*Hedefler*
a: Huzur ve rutin üzerine yazıda "Huzurum Kaçtı." ile başlayıp "de işin cabası." ile biten bölümü kelimesi kelimesine kopyalar mısın?
b: Huzur ve rutin üzerine yazının devamını, son cümlesinin ardından gelecek biçimde yazar mısın?

*Kaynaktan Alıntı*
※
29 Mayıs 2015 Cuma

Huzurum Kaçtı.



Eğlenmek değil amaç insan içinin huzurlu olmasını diliyor. Gel gör ki öyle zamanlar var içinde huzuru bırak sanki kanını emiyor. Gördüğün karıncaya bile sevinirken duyduğun en harika sözlere tepkisiz bırakıyor. O zamanlardan birindeyim bu ara. Etrafımda da görüyorum o huzursuzluğu. Sebep mi ? Okul öncesinden anlatacağım size malum bölümüm. Çocukların o adımlarını içeri atmamak için can çekiştiği sınıfları nasıl benimsediğini hiç merak ettiniz mi, mecburiyetten, meraktan, çok eğlendiklerinden filan mı olduğunu düşündünüz? Çok basit bir cevabı var, Rutin... Mezun olmanın getirdiği en yüksek kaygı bence şu rutin olayı. İster beğen ister beğenme; Bozuluyor. Bazı şanslılar için uzun süreli rutin mümkün ama çoğu insanın mezun olduktan sonra beklediği ve istediği bir rutine sahip olması kolay olmuyor. Bozulan rutini yeniden kurgulayabilmek, o rutinden haz alabilmek de işin cabası.
※
*Gösterilen Veriler*
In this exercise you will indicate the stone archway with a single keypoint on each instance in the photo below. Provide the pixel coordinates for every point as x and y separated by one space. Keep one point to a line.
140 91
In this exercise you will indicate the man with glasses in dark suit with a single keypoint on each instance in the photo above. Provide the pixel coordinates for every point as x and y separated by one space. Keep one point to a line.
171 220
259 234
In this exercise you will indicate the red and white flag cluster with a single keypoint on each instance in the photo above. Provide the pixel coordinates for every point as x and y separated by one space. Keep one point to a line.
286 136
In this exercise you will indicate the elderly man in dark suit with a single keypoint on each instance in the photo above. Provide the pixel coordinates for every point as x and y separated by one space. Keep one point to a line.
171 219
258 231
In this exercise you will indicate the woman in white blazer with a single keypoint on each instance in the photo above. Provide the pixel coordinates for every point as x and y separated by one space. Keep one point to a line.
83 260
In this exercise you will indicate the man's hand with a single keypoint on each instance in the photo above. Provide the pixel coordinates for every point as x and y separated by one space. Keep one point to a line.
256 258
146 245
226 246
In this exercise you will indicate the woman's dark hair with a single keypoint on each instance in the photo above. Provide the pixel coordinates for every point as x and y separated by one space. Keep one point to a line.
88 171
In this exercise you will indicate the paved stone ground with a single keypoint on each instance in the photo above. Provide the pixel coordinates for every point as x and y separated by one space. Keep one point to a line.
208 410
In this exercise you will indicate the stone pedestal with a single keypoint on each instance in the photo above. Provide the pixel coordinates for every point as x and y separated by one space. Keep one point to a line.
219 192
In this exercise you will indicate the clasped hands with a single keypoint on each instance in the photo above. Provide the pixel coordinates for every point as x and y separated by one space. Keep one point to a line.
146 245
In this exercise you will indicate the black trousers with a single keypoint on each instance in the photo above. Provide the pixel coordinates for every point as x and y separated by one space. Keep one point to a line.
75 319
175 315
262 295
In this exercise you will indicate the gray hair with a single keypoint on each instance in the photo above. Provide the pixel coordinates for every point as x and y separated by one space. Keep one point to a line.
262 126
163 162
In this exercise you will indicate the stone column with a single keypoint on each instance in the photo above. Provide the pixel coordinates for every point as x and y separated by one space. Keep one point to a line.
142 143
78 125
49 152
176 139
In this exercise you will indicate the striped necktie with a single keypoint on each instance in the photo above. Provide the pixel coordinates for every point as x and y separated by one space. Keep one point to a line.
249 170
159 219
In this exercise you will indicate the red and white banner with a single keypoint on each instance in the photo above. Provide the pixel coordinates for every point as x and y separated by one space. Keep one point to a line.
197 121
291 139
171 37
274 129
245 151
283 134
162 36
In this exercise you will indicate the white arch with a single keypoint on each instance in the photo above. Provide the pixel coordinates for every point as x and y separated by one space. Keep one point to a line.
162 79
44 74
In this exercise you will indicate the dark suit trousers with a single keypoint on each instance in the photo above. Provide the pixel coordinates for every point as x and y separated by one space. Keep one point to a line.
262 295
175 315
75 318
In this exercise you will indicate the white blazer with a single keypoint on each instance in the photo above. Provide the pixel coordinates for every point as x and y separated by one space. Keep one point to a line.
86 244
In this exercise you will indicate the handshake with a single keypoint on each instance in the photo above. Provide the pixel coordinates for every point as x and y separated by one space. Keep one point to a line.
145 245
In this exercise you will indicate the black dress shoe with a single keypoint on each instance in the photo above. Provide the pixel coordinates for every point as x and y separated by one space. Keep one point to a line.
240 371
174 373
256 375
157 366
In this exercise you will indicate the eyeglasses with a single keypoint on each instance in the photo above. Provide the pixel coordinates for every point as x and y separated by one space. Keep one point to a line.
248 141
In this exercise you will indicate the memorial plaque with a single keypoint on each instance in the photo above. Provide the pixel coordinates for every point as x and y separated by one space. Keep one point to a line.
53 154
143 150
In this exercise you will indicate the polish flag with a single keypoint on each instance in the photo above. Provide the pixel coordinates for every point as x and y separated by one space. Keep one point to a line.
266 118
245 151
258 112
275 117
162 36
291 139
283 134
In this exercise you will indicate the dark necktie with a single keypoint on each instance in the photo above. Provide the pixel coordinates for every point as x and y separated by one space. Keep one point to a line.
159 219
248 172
※
*Görev Cevapları*
a:
Huzurum Kaçtı.



Eğlenmek değil amaç insan içinin huzurlu olmasını diliyor. Gel gör ki öyle zamanlar var içinde huzuru bırak sanki kanını emiyor. Gördüğün karıncaya bile sevinirken duyduğun en harika sözlere tepkisiz bırakıyor. O zamanlardan birindeyim bu ara. Etrafımda da görüyorum o huzursuzluğu. Sebep mi ? Okul öncesinden anlatacağım size malum bölümüm. Çocukların o adımlarını içeri atmamak için can çekiştiği sınıfları nasıl benimsediğini hiç merak ettiniz mi, mecburiyetten, meraktan, çok eğlendiklerinden filan mı olduğunu düşündünüz? Çok basit bir cevabı var, Rutin... Mezun olmanın getirdiği en yüksek kaygı bence şu rutin olayı. İster beğen ister beğenme; Bozuluyor. Bazı şanslılar için uzun süreli rutin mümkün ama çoğu insanın mezun olduktan sonra beklediği ve istediği bir rutine sahip olması kolay olmuyor. Bozulan rutini yeniden kurgulayabilmek, o rutinden haz alabilmek de işin cabası.

b:
Gelelim benim iç huzurla alakasına. Durum şu; huzurunuzda problem varsa Rutinlerden birinde açıklık oluşmuş demektir. Hem kendi problemimi bulmaya çalışacağım hem de baktınız  içinizi bir sıkıntıdır başını almış gidiyor şöyle bir düşünmeniz için sizlere sunacağım.
Bizim ufaklıklardan devam edelim şimdi. Rutin ne zaman bozulur nasıl sağlanır?

1.kıstas Güven.  İlk olarak rutinlerde çevrenin, insanın ve duyguların etkilediği güven ortamının oluşması gerekir. Bilmediğin görmediğin insanlarla her gün bir araya gelmek sana şuan neyi çağrıştırıyorsa bizimkilere de onu çağrıştırıyor. ilk sınıfa girdiklerinde hoppa ben şimdi bu insanlarla mı olacağım nasıl yani, burası da neresi, şu öğretmen dedikleri kim, yemek, tuvalet ya benim ihtiyaçlarım ne olacak, ya canım sıkılırsa bana kim bakacak, gibi milyon tane soru akıllarında birikiyor ve huzursuz oluyorlar çünkü en önemli huzur kaynağı güven güvensizlik ile baş gösteriyor. Çevreye, insana ve duygulara karşı güvensizlik.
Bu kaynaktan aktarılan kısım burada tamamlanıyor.